→ Assignment
Word for word, restate the records from their first line through the line with "positive clicks: (1107, 944)", both ends included; omit each picture.

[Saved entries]
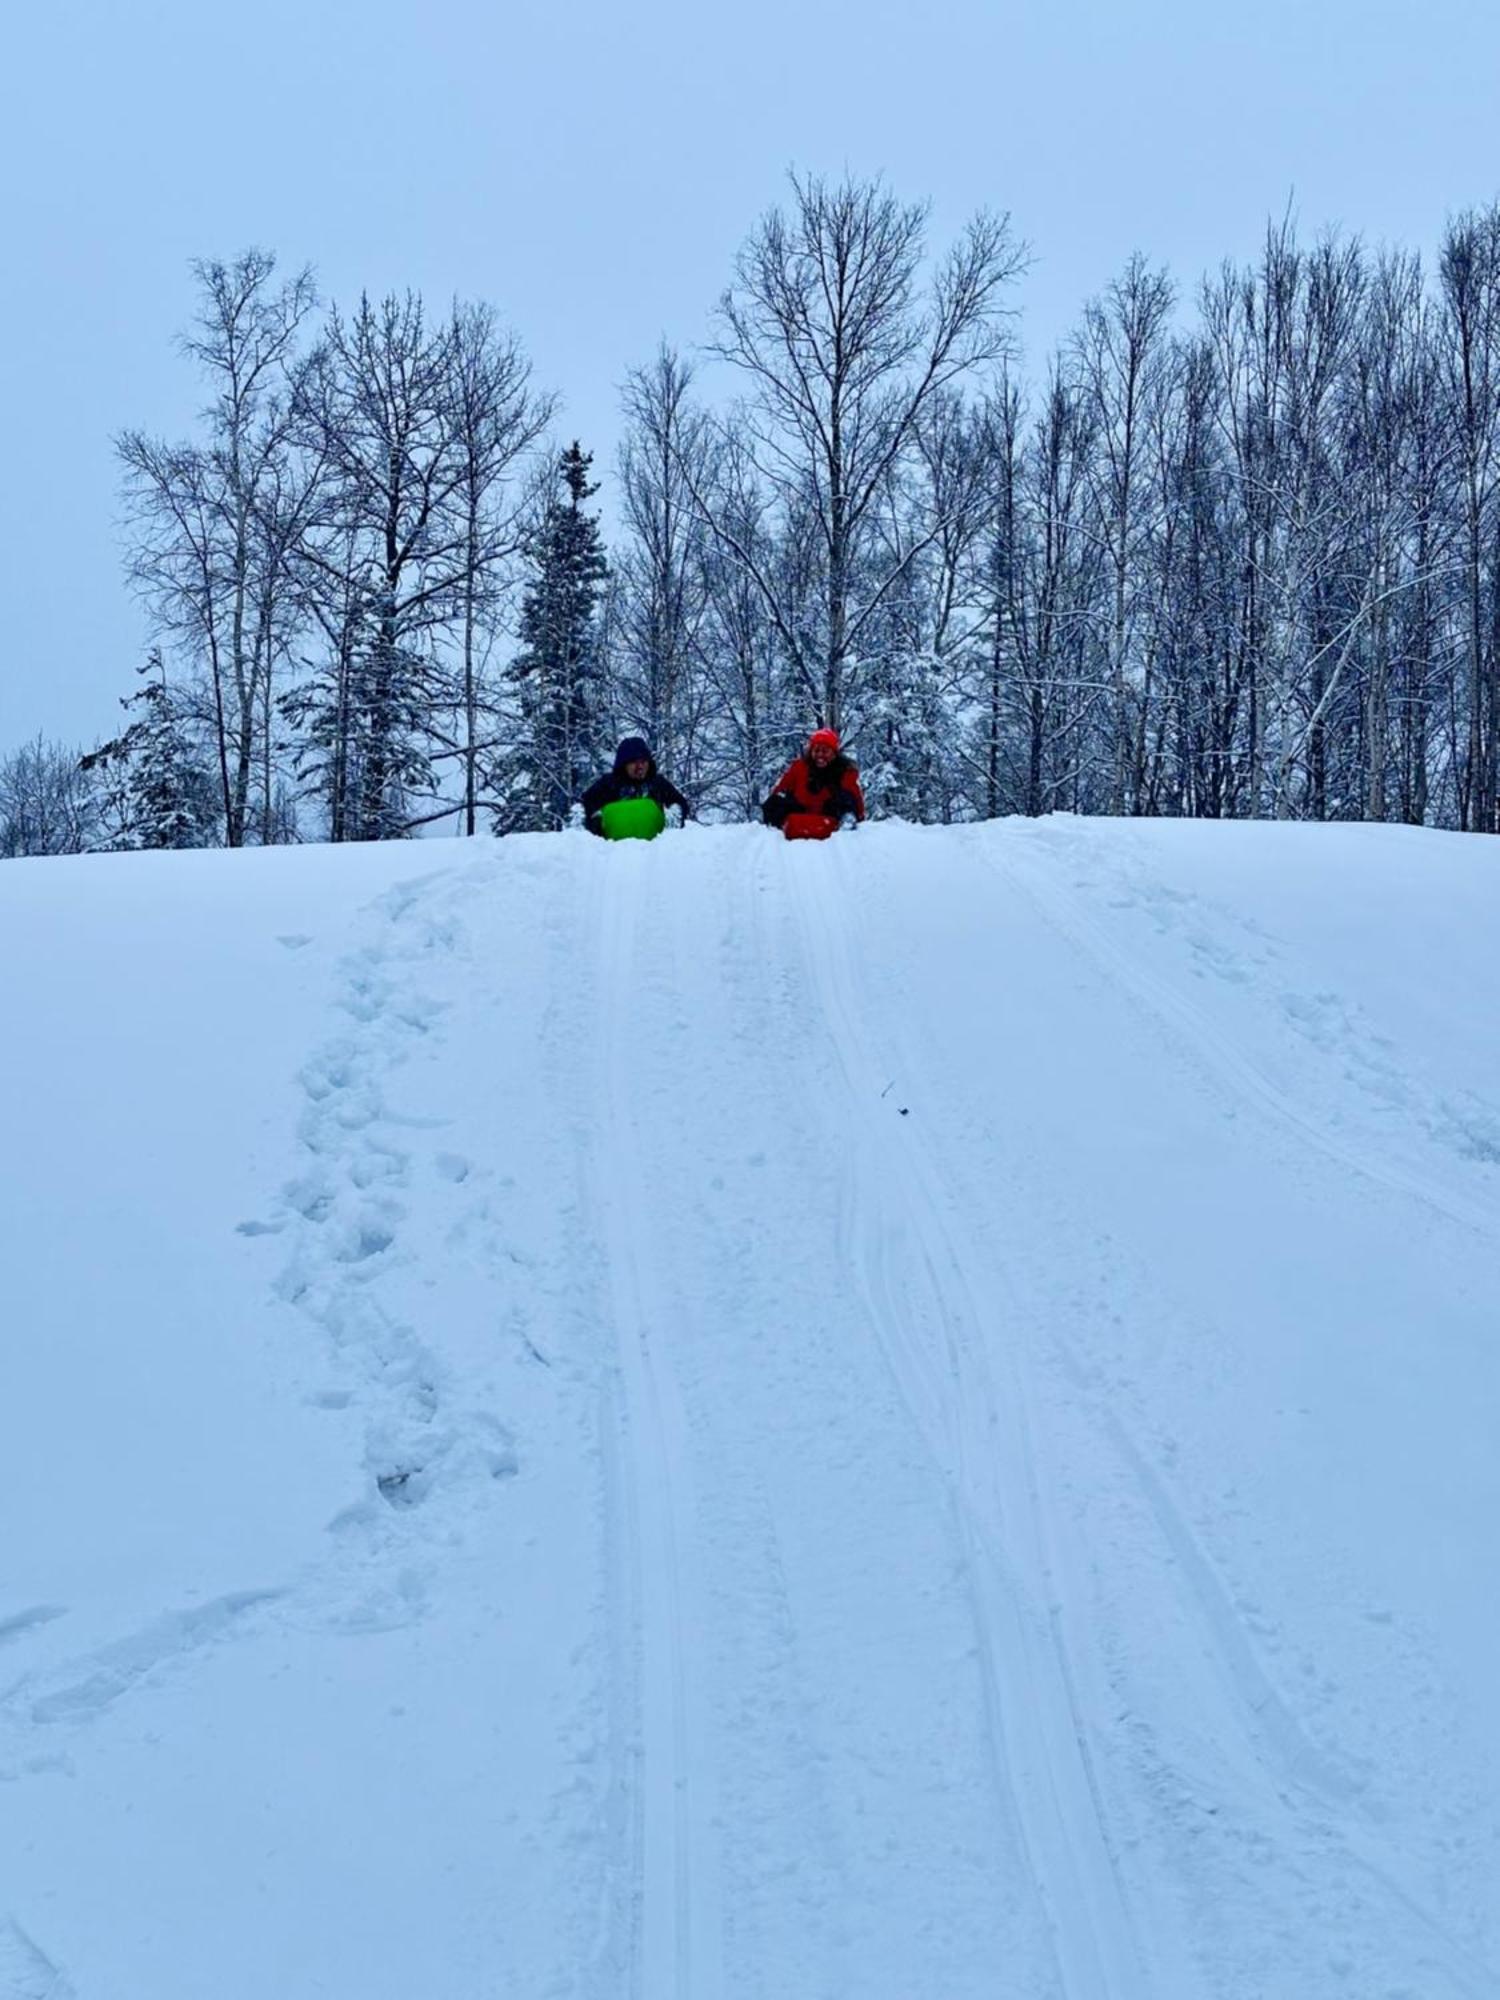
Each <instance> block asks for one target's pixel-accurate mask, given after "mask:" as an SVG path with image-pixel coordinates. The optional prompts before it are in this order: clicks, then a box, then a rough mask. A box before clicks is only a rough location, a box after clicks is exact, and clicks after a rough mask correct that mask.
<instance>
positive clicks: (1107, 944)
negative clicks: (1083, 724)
mask: <svg viewBox="0 0 1500 2000" xmlns="http://www.w3.org/2000/svg"><path fill="white" fill-rule="evenodd" d="M994 850H996V842H986V844H984V846H978V850H974V848H972V850H970V852H972V854H976V868H978V876H976V884H974V898H972V906H974V910H976V922H982V916H978V912H980V910H982V898H984V876H986V874H988V878H990V880H992V882H996V884H1006V886H1008V888H1012V890H1014V892H1016V894H1018V896H1020V898H1022V906H1024V908H1026V910H1030V914H1032V916H1034V920H1038V922H1042V924H1046V926H1048V928H1050V930H1052V932H1054V934H1058V936H1060V938H1062V940H1064V944H1068V946H1070V948H1072V950H1076V952H1080V954H1082V956H1084V958H1086V960H1088V962H1090V964H1092V966H1094V970H1096V972H1098V974H1102V976H1104V980H1106V982H1108V984H1110V986H1120V988H1122V990H1124V992H1126V996H1128V998H1130V1000H1132V1002H1134V1004H1136V1006H1142V1008H1148V1012H1150V1016H1152V1018H1154V1020H1160V1022H1162V1024H1164V1026H1166V1028H1168V1030H1170V1032H1176V1034H1178V1036H1182V1038H1184V1040H1186V1048H1184V1058H1188V1072H1196V1064H1198V1060H1206V1062H1208V1074H1212V1076H1218V1078H1228V1080H1230V1082H1242V1084H1244V1094H1246V1096H1248V1098H1250V1100H1252V1102H1256V1104H1258V1106H1260V1108H1264V1110H1268V1112H1272V1114H1274V1116H1276V1118H1278V1122H1282V1124H1284V1126H1290V1128H1292V1130H1294V1134H1296V1136H1298V1138H1300V1140H1306V1142H1308V1144H1312V1146H1314V1150H1318V1152H1320V1154H1324V1156H1330V1158H1334V1160H1336V1162H1338V1164H1340V1166H1344V1168H1352V1170H1356V1172H1362V1174H1366V1176H1368V1178H1372V1180H1376V1182H1380V1184H1382V1186H1388V1188H1394V1190H1398V1192H1402V1194H1406V1196H1412V1198H1418V1200H1422V1202H1424V1204H1426V1206H1430V1208H1436V1210H1438V1212H1442V1214H1444V1216H1446V1218H1450V1220H1454V1222H1458V1224H1460V1226H1464V1228H1482V1230H1490V1228H1492V1224H1490V1222H1488V1210H1484V1208H1482V1206H1480V1204H1474V1202H1470V1200H1468V1198H1464V1196H1462V1194H1454V1192H1452V1190H1448V1188H1442V1186H1440V1184H1434V1182H1432V1180H1430V1178H1426V1176H1422V1174H1416V1172H1408V1170H1406V1168H1404V1166H1392V1164H1386V1162H1376V1164H1372V1162H1370V1160H1368V1158H1366V1156H1364V1154H1362V1152H1356V1150H1354V1148H1350V1146H1346V1144H1344V1142H1342V1140H1340V1138H1336V1136H1332V1134H1328V1132H1324V1130H1322V1128H1320V1126H1318V1124H1316V1122H1314V1120H1312V1118H1310V1116H1306V1114H1304V1112H1302V1110H1300V1108H1298V1106H1296V1104H1294V1102H1292V1100H1290V1098H1286V1096H1284V1092H1280V1090H1278V1088H1276V1086H1272V1084H1270V1082H1268V1080H1266V1078H1264V1076H1262V1074H1260V1072H1258V1070H1254V1068H1250V1066H1246V1064H1242V1062H1240V1058H1238V1052H1236V1050H1232V1046H1228V1044H1224V1042H1222V1038H1220V1036H1218V1032H1216V1030H1212V1028H1208V1024H1206V1022H1202V1020H1200V1018H1198V1014H1196V1010H1194V1008H1192V1006H1190V1002H1186V1000H1180V998H1178V994H1176V992H1172V990H1168V988H1164V986H1162V984H1160V982H1156V980H1154V978H1152V976H1148V974H1146V972H1144V968H1140V966H1136V964H1132V962H1128V960H1124V956H1122V954H1120V952H1118V950H1116V948H1114V946H1112V944H1108V940H1104V938H1102V936H1100V934H1098V926H1096V924H1094V922H1092V920H1090V918H1088V916H1086V914H1084V912H1078V910H1076V908H1068V910H1066V914H1064V912H1062V910H1060V908H1058V904H1060V902H1062V900H1064V898H1062V892H1060V890H1058V892H1048V890H1046V888H1044V886H1040V884H1038V882H1036V876H1034V874H1032V870H1026V878H1024V880H1022V878H1018V876H1020V864H1016V862H1014V860H1012V858H1008V856H998V854H996V852H994ZM846 886H850V884H848V878H846ZM862 888H864V894H866V896H874V892H872V886H870V884H868V882H866V884H862ZM822 916H824V922H826V924H828V926H834V924H838V922H842V918H840V912H838V910H824V912H822ZM1012 938H1014V932H1012ZM1012 948H1014V956H1016V962H1020V964H1026V962H1028V956H1026V952H1024V948H1022V946H1020V942H1018V940H1016V942H1014V946H1012ZM882 1074H884V1076H890V1074H898V1076H900V1074H914V1062H912V1048H910V1046H906V1048H902V1050H900V1052H898V1050H890V1054H888V1060H886V1066H884V1068H880V1066H878V1064H876V1066H874V1068H866V1076H864V1094H866V1102H868V1100H870V1096H872V1092H874V1088H876V1086H878V1078H880V1076H882ZM1246 1078H1248V1082H1246ZM994 1282H996V1286H998V1288H1000V1292H1002V1294H1004V1274H1000V1272H996V1274H994ZM1046 1344H1048V1350H1050V1352H1052V1356H1054V1360H1056V1364H1058V1366H1060V1370H1062V1374H1064V1376H1066V1380H1068V1382H1070V1384H1072V1390H1074V1398H1076V1412H1078V1414H1084V1416H1086V1418H1088V1422H1090V1424H1092V1428H1094V1436H1096V1438H1098V1440H1102V1442H1106V1444H1108V1448H1110V1452H1112V1456H1114V1462H1116V1464H1118V1468H1120V1470H1122V1474H1124V1478H1126V1482H1128V1484H1130V1486H1132V1488H1134V1492H1136V1494H1138V1496H1140V1498H1142V1502H1144V1508H1146V1514H1148V1516H1150V1520H1154V1524H1156V1530H1158V1534H1160V1538H1162V1546H1164V1550H1166V1554H1168V1558H1170V1560H1168V1564H1166V1566H1164V1574H1168V1576H1170V1578H1172V1580H1174V1586H1176V1594H1178V1598H1180V1602H1182V1604H1184V1606H1186V1610H1188V1616H1190V1620H1192V1624H1194V1626H1196V1628H1198V1632H1200V1636H1202V1644H1200V1648H1194V1650H1186V1648H1180V1650H1178V1658H1180V1664H1182V1668H1184V1674H1186V1680H1188V1682H1190V1680H1192V1678H1194V1674H1192V1672H1190V1662H1192V1658H1194V1656H1196V1658H1200V1660H1212V1662H1214V1666H1216V1678H1218V1684H1220V1686H1226V1688H1228V1690H1230V1692H1232V1698H1234V1718H1236V1720H1234V1726H1236V1734H1238V1738H1240V1750H1238V1754H1236V1752H1234V1750H1230V1764H1236V1762H1238V1766H1240V1768H1242V1770H1244V1772H1248V1774H1258V1776H1260V1782H1254V1798H1256V1800H1258V1808H1246V1810H1258V1812H1260V1814H1262V1816H1268V1818H1264V1820H1262V1828H1260V1830H1256V1832H1254V1834H1252V1836H1250V1838H1252V1840H1260V1842H1262V1848H1264V1852H1266V1854H1270V1852H1280V1854H1288V1856H1308V1854H1320V1856H1322V1860H1320V1868H1322V1872H1324V1874H1328V1876H1330V1880H1332V1876H1334V1874H1342V1876H1344V1878H1350V1876H1352V1878H1356V1880H1358V1878H1362V1880H1364V1890H1362V1892H1360V1890H1354V1892H1346V1894H1354V1898H1356V1904H1362V1902H1368V1904H1370V1906H1372V1908H1376V1910H1382V1914H1384V1916H1386V1920H1388V1922H1390V1920H1392V1914H1394V1912H1398V1914H1400V1920H1404V1922H1406V1928H1408V1940H1410V1946H1412V1950H1410V1956H1412V1960H1414V1962H1418V1964H1426V1966H1428V1968H1430V1970H1432V1972H1434V1974H1438V1976H1440V1978H1442V1980H1444V1988H1442V1990H1444V1992H1452V1994H1462V1996H1466V2000H1488V1996H1492V1994H1494V1992H1498V1990H1500V1974H1496V1970H1494V1968H1490V1966H1488V1964H1484V1960H1482V1956H1480V1954H1478V1952H1476V1950H1472V1948H1468V1946H1466V1944H1464V1942H1462V1940H1458V1938H1456V1936H1454V1934H1452V1926H1446V1924H1444V1922H1442V1918H1440V1916H1438V1914H1436V1912H1434V1910H1432V1908H1428V1906H1426V1904H1424V1902H1422V1900H1420V1898H1416V1896H1414V1894H1412V1892H1410V1890H1406V1888H1402V1886H1400V1880H1398V1870H1396V1866H1394V1858H1392V1856H1390V1854H1388V1850H1386V1848H1388V1844H1386V1838H1384V1836H1382V1830H1380V1824H1378V1818H1376V1816H1372V1814H1370V1812H1368V1810H1366V1804H1364V1800H1366V1790H1368V1782H1370V1774H1368V1772H1364V1770H1360V1768H1358V1766H1356V1764H1352V1762H1350V1760H1346V1758H1342V1756H1340V1754H1338V1752H1336V1750H1328V1748H1326V1746H1322V1744H1318V1742H1316V1740H1314V1738H1312V1736H1310V1734H1308V1730H1306V1728H1304V1724H1302V1722H1300V1718H1298V1716H1296V1712H1294V1710H1292V1708H1290V1704H1288V1702H1286V1700H1284V1698H1282V1696H1280V1692H1278V1688H1276V1684H1274V1680H1272V1676H1270V1674H1268V1672H1266V1668H1264V1664H1262V1662H1260V1656H1258V1650H1256V1646H1254V1640H1252V1636H1250V1632H1248V1630H1246V1622H1244V1618H1242V1614H1240V1612H1238V1608H1236V1604H1234V1598H1232V1592H1230V1590H1228V1588H1226V1584H1224V1582H1222V1580H1220V1576H1218V1570H1216V1566H1214V1562H1212V1560H1210V1556H1208V1554H1206V1552H1204V1548H1202V1544H1200V1540H1198V1536H1196V1532H1194V1530H1192V1526H1190V1522H1188V1516H1186V1512H1184V1508H1182V1506H1180V1502H1178V1500H1176V1498H1174V1494H1172V1490H1170V1486H1168V1482H1166V1478H1164V1476H1162V1474H1160V1472H1158V1470H1156V1468H1154V1466H1152V1462H1150V1458H1148V1454H1146V1450H1144V1448H1142V1446H1140V1442H1138V1440H1136V1438H1134V1436H1132V1434H1130V1430H1128V1426H1126V1424H1124V1422H1122V1420H1120V1416H1118V1412H1116V1410H1114V1408H1112V1406H1110V1402H1108V1396H1106V1390H1104V1384H1102V1382H1100V1380H1098V1378H1096V1376H1094V1372H1092V1370H1090V1368H1088V1364H1086V1362H1084V1360H1082V1358H1080V1356H1078V1352H1076V1348H1074V1346H1072V1344H1070V1342H1068V1340H1066V1336H1062V1332H1060V1330H1058V1328H1056V1326H1050V1328H1048V1336H1046ZM1008 1346H1010V1352H1012V1354H1016V1352H1020V1348H1018V1344H1016V1342H1014V1340H1012V1342H1008ZM1046 1518H1048V1526H1050V1528H1054V1530H1056V1528H1058V1524H1060V1514H1058V1510H1054V1508H1048V1510H1046ZM1076 1574H1082V1572H1076ZM1058 1598H1062V1600H1072V1604H1074V1606H1078V1604H1082V1602H1084V1598H1082V1594H1080V1592H1068V1590H1064V1592H1058ZM1060 1612H1062V1602H1058V1600H1054V1624H1056V1622H1058V1618H1060ZM1058 1662H1060V1670H1062V1676H1064V1680H1068V1682H1072V1668H1070V1664H1068V1654H1066V1648H1060V1652H1058ZM1106 1678H1108V1676H1106V1674H1104V1672H1102V1682H1104V1680H1106ZM1184 1684H1186V1682H1184ZM1116 1692H1118V1690H1116ZM1188 1706H1192V1704H1188ZM1074 1712H1076V1710H1074ZM1140 1784H1142V1786H1144V1788H1152V1784H1154V1780H1150V1776H1148V1774H1146V1772H1142V1774H1140ZM1090 1790H1092V1796H1094V1798H1096V1800H1098V1796H1100V1794H1098V1788H1096V1786H1094V1784H1092V1782H1090ZM1142 1796H1144V1794H1142ZM1074 1824H1076V1822H1074ZM1330 1864H1332V1866H1330ZM1358 1916H1360V1918H1362V1916H1364V1910H1360V1912H1358ZM1356 1920H1358V1918H1356ZM1160 1942H1162V1930H1160V1910H1158V1912H1156V1922H1154V1924H1152V1944H1160ZM1196 1956H1198V1960H1200V1970H1198V1974H1196V1978H1194V1974H1192V1972H1184V1970H1182V1962H1180V1960H1178V1964H1176V1968H1174V1970H1172V1972H1170V1974H1168V1972H1166V1968H1164V1966H1162V1964H1158V1966H1156V1968H1154V1970H1152V1976H1150V1982H1148V1984H1146V1986H1144V1988H1142V1992H1144V1994H1150V1996H1156V1994H1158V1992H1170V1994H1176V1992H1184V1994H1192V1992H1194V1990H1196V1986H1198V1984H1200V1982H1202V1978H1206V1976H1208V1978H1212V1976H1214V1974H1212V1972H1210V1970H1208V1962H1206V1960H1204V1958H1202V1942H1198V1948H1196ZM1438 1968H1440V1972H1438ZM1220 1976H1222V1974H1220ZM1082 1990H1084V1992H1092V1990H1094V1988H1088V1986H1084V1988H1082ZM1102 1990H1104V1992H1108V1990H1110V1988H1102ZM1396 1990H1398V1992H1402V1994H1406V1992H1408V1990H1406V1988H1392V1992H1396Z"/></svg>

→ Exercise output
Each <instance> block asks for one target's pixel-accurate mask, given after "mask:" as an SVG path with image-pixel coordinates. The optional prompts before it are in this order: clicks, then a box, then a rough mask. A box before clicks is only a rough location, a box after clicks is exact, and clicks after a rough mask correct that mask.
<instance>
positive clicks: (1107, 944)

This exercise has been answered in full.